Directions
Copy out the records in full, word for word, without pictures.

━━━ Stored records ━━━

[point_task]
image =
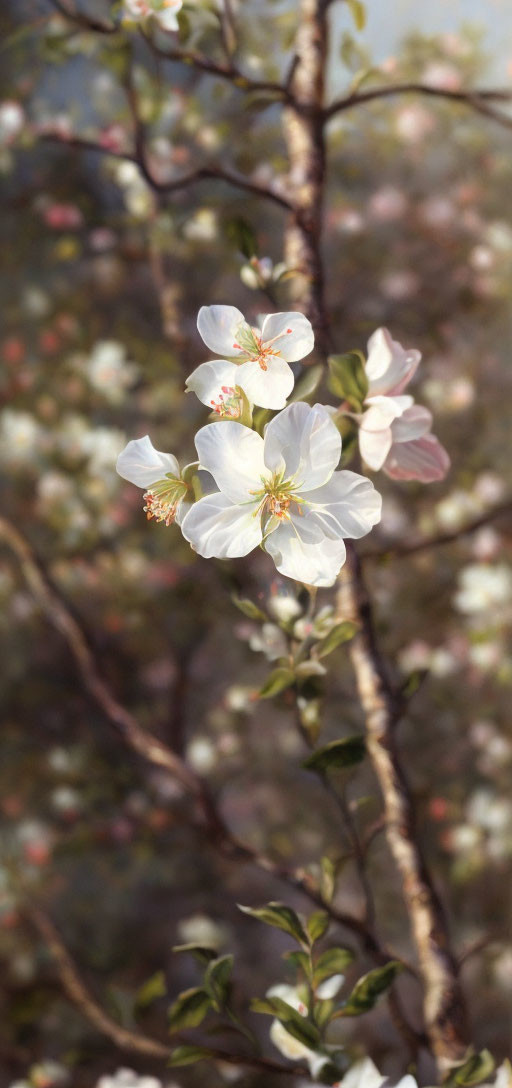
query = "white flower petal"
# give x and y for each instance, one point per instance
(328, 989)
(306, 443)
(215, 527)
(217, 326)
(316, 564)
(413, 423)
(295, 332)
(348, 506)
(234, 456)
(269, 388)
(142, 465)
(389, 367)
(423, 459)
(208, 380)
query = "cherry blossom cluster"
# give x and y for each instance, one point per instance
(282, 489)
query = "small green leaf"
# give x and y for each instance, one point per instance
(153, 988)
(348, 379)
(317, 925)
(187, 1055)
(476, 1067)
(345, 753)
(359, 13)
(297, 1025)
(342, 632)
(249, 609)
(217, 979)
(278, 680)
(332, 962)
(201, 954)
(189, 1009)
(279, 916)
(307, 384)
(369, 989)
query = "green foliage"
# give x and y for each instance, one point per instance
(278, 680)
(189, 1009)
(339, 754)
(342, 632)
(473, 1071)
(348, 379)
(187, 1055)
(369, 989)
(279, 916)
(332, 962)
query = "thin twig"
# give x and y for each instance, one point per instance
(398, 551)
(127, 1040)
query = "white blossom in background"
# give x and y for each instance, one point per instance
(109, 371)
(285, 1042)
(253, 359)
(282, 492)
(484, 589)
(395, 433)
(164, 12)
(159, 474)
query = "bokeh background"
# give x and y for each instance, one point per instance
(100, 286)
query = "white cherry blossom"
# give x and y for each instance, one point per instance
(164, 12)
(282, 492)
(261, 356)
(395, 433)
(165, 491)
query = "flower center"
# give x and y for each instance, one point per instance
(258, 350)
(276, 497)
(163, 498)
(229, 404)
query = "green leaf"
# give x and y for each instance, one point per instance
(369, 989)
(476, 1067)
(154, 987)
(249, 609)
(308, 383)
(359, 13)
(332, 962)
(345, 753)
(297, 1025)
(189, 1009)
(186, 1055)
(342, 632)
(317, 925)
(278, 680)
(217, 979)
(348, 378)
(198, 951)
(279, 916)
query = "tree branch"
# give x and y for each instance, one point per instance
(130, 1041)
(475, 99)
(398, 551)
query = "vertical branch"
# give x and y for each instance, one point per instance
(444, 1006)
(303, 130)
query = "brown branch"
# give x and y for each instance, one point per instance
(154, 752)
(398, 551)
(444, 1005)
(126, 1040)
(203, 173)
(475, 99)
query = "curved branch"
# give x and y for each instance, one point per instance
(476, 99)
(132, 1041)
(203, 173)
(398, 551)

━━━

Exercise answer
[point_task]
image =
query = "white flower petal"
# give x and y for each instance, one point per instance
(328, 989)
(306, 443)
(215, 527)
(217, 326)
(316, 564)
(413, 423)
(295, 332)
(348, 506)
(234, 456)
(269, 388)
(142, 465)
(389, 367)
(423, 459)
(208, 380)
query = "cherry blossom cluster"
# give x and y for each instance, one point per instance
(282, 489)
query = "small green leaf"
# give x and y for each instance, one point per instance
(153, 988)
(348, 379)
(317, 925)
(187, 1055)
(476, 1067)
(345, 753)
(359, 13)
(297, 1025)
(342, 632)
(249, 609)
(217, 979)
(278, 680)
(332, 962)
(201, 954)
(189, 1009)
(279, 916)
(307, 384)
(369, 989)
query = "green foliage"
# give x and y for each instance, one point per instance
(278, 680)
(189, 1009)
(339, 754)
(342, 632)
(473, 1071)
(348, 379)
(187, 1055)
(369, 989)
(279, 916)
(332, 962)
query = "thin twig"
# give x and y for each instance, one point per instance
(398, 551)
(127, 1040)
query = "white blossom in background"
# give x and y for each instance, one point per instance
(109, 371)
(285, 1042)
(253, 359)
(282, 492)
(484, 589)
(395, 433)
(164, 12)
(159, 474)
query = "bokeh background"
# give x and y for each instance, one point per instance
(100, 286)
query = "white cherry blossom"
# give x and y for each instance, one point per instance
(164, 12)
(282, 492)
(261, 356)
(395, 433)
(165, 491)
query = "flower center"
# give x and y for each instance, one point per instance
(258, 350)
(276, 497)
(163, 498)
(229, 404)
query = "green leaf"
# give x and y for each instance, one point per instance
(369, 989)
(476, 1067)
(154, 987)
(249, 609)
(308, 383)
(359, 13)
(332, 962)
(345, 753)
(297, 1025)
(189, 1009)
(186, 1055)
(342, 632)
(317, 925)
(278, 680)
(217, 979)
(348, 378)
(198, 951)
(279, 916)
query = "tree branch"
# give x and y for each instance, one point per instance
(130, 1041)
(475, 99)
(398, 551)
query = "vertical branch"
# give x and y for each instance, one point per instance
(444, 1006)
(303, 130)
query = "brown branch"
# give x and y for each instance, one point per instance
(154, 752)
(398, 551)
(444, 1005)
(126, 1040)
(203, 173)
(475, 99)
query = "curved branch"
# give x and y for each instance, one point per instance
(476, 99)
(132, 1041)
(203, 173)
(398, 551)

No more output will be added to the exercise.